■ **WHAT IS EXPECTED**
Print each of the rows below word for word, in the same order, with nothing changed.

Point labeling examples
★ ★ ★ ★ ★

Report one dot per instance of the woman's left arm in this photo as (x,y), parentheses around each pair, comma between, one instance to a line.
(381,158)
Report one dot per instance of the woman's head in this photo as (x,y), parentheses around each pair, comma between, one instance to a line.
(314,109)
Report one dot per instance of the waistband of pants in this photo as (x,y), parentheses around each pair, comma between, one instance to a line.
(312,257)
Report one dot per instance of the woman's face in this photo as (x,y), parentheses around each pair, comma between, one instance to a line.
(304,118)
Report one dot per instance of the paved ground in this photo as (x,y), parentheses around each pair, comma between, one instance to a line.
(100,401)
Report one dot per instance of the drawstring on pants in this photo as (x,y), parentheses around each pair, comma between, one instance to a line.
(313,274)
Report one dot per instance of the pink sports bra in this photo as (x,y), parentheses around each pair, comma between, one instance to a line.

★ ★ ★ ★ ★

■ **RIGHT ANSWER**
Report one dot per instance of the woman's left arm in this photo as (x,y), parentheses around each pair, comma between, one instance to a line.
(381,158)
Report one dot per instance of the woman's head in this photo as (x,y), parentheses around each pair, comma between, one instance to a line.
(314,109)
Report one dot per instance of the waistband of pants in this photo as (x,y), parentheses around each pair, comma between, one instance to a line.
(312,257)
Report one dot per instance of the woman's face in this photo as (x,y), parentheses around each pair, comma between, one instance to a line.
(304,118)
Report one dot per instance of the paved ground in this photo as (x,y), parentheses around each pair, comma between, one instance to a line.
(100,401)
Report one dot per instance of the drawstring on pants in this photo as (x,y), parentheses around each pair, comma between, one instance to a line.
(313,274)
Report one dot per instance of the pink sports bra in this photo as (x,y), parentheses around each pair, comma between, one instance to a line.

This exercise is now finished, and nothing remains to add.